Copy out the data from the line containing "Point out the metal" down to the line containing "x=475, y=704", swapping "railing" for "handrail" and keeping everything else unchanged.

**AVAILABLE RECORDS**
###

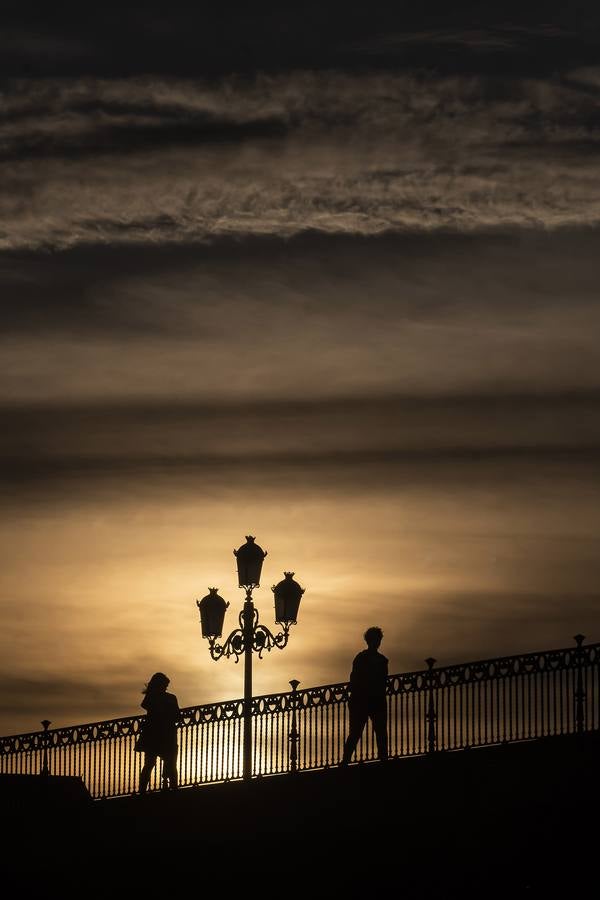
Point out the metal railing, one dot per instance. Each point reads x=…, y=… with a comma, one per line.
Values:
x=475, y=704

###

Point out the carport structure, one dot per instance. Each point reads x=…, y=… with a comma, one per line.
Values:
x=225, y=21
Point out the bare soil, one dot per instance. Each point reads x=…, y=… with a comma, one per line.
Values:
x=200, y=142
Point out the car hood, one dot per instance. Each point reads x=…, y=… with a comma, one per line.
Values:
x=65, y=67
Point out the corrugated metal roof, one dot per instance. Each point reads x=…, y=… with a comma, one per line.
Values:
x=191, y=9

###

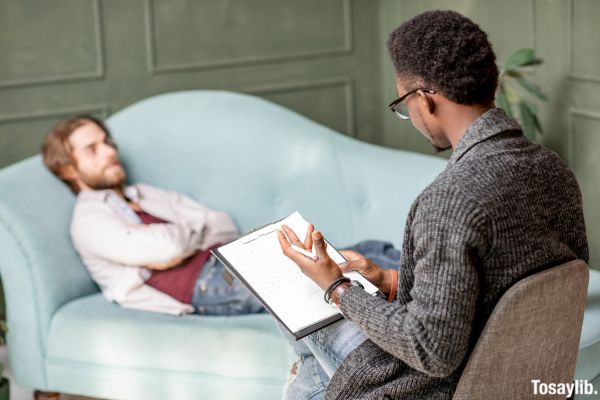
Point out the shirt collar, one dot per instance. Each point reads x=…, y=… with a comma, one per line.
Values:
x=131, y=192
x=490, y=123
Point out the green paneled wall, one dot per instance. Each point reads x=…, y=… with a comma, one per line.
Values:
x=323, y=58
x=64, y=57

###

**SOLUTION TO THIS EXERCISE**
Point out the metal handrail, one dot per instance. Each point reads x=…, y=… with a comma, one per line.
Values:
x=475, y=704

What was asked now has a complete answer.